Barbie®: The Exhibition @ Kelvingrove Art Gallery, Glasgow

As irksome as the 2023 blockbuster, Barbie®: The Exhibition sells the Mattel brand through nostalgia thinly veiled as art

Article by Evie Glen | 30 Jun 2026

The pink walls look red through my phone camera, pointed towards a film from 1958 wherein Japanese factory workers file peach plastic heads then re-scalp them with synthetic hair which is permed by tiny screws and hard-boiled in place. If this was a contemporary art show, the film would be soundtracked by harmonic violins. Instead, it plays silently in front of a Barbie timeline that tracks, amongst other life-defining moments, the 2014 launch of @BarbieStyle on Instagram (which has since, the caption humbly tells us, "inspired a following of 2.9 million").

Barbie®: The Exhibition is currently on show at Kelvingrove Art Gallery and Museum until 18 October 2026. For four months, visitors can wander through an archive of America’s most marketed doll, with tickets priced from £8-16. The curatorial vision aims to show how Barbie reflects the "real world – at least as it relates to mainstream western consumer culture". Given the exhibition is presented by Glasgow Life in partnership with the London Design Museum and Mattel Inc., the reflection on display is unsurprisingly blurry. 

That this exit-through-the-gift-shop exhibition is ostensibly one big advert for Mattel is glaringly obvious. It makes no bones about the fact that Barbie is a brand sustained by some of the most effective marketing of the last 60 years. The first exhibit is not the first Barbie doll, but the 1959 TV advert to promote it. Each exhibit thereafter is accompanied by captions that relentlessly cite the commercial success of the brand and explain the techniques behind it with such sterile clarity they could collectively pass for a crash course in marketing and consumer psychology. 

The enduring appeal of Barbie owes much to her convenient flexibility to bend far enough ahead of the times to seem progressive, yet not so far as to be radical. In a room that charts the changing architecture of Barbie’s dreamhouse, we see how she moved with wider social trends through 1970s van life in a counter-cultural campervan, to a 1990s tradwife in a neo-classical mansion. As the caption for the former tells us, by the time Barbie came to these trends, they were "sufficiently mainstream to influence the design of a children’s toy."

DATA:
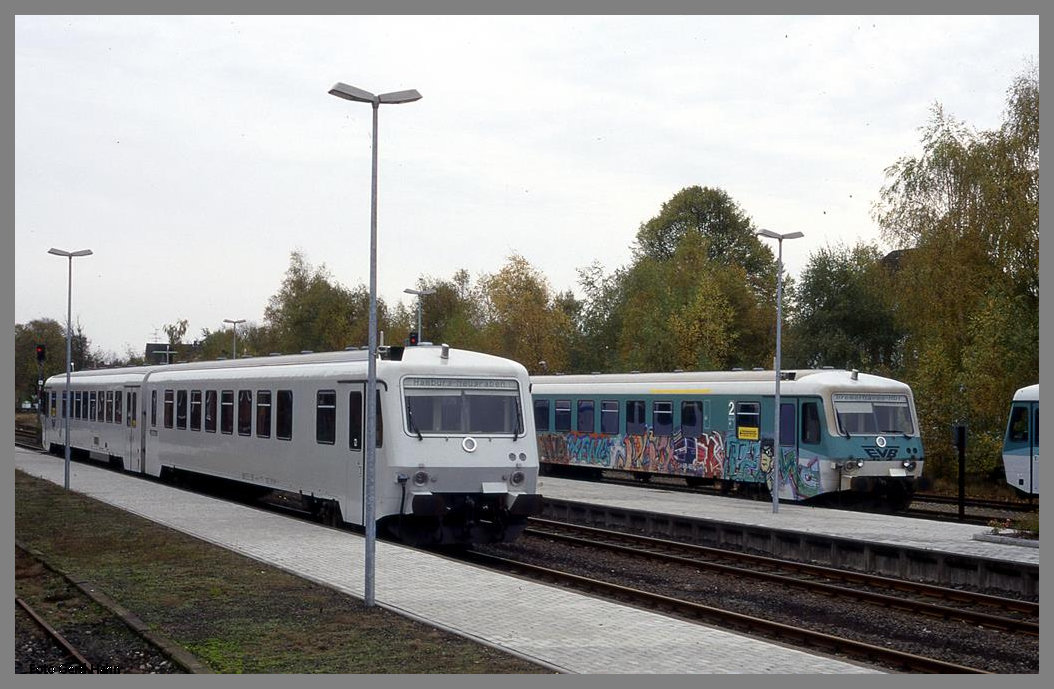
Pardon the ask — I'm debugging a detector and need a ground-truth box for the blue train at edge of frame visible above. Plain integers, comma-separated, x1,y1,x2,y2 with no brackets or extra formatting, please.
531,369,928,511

TASK GOAL:
From the Barbie exhibition review, reproduce word for word the passage that starts at "Barbie®: The Exhibition is" and ends after "is unsurprisingly blurry.".

CORRECT RESULT:
Barbie®: The Exhibition is currently on show at Kelvingrove Art Gallery and Museum until 18 October 2026. For four months, visitors can wander through an archive of America’s most marketed doll, with tickets priced from £8-16. The curatorial vision aims to show how Barbie reflects the "real world – at least as it relates to mainstream western consumer culture". Given the exhibition is presented by Glasgow Life in partnership with the London Design Museum and Mattel Inc., the reflection on display is unsurprisingly blurry.